▶ **Task description**
Return every line of the listing below that contains the string "cumulus".
>> Begin Records shown
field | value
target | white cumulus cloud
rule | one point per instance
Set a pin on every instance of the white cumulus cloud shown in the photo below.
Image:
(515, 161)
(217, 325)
>> End Records shown
▶ **Exercise result**
target | white cumulus cloud
Set a pin on every instance of the white cumulus cloud shown in the photo below.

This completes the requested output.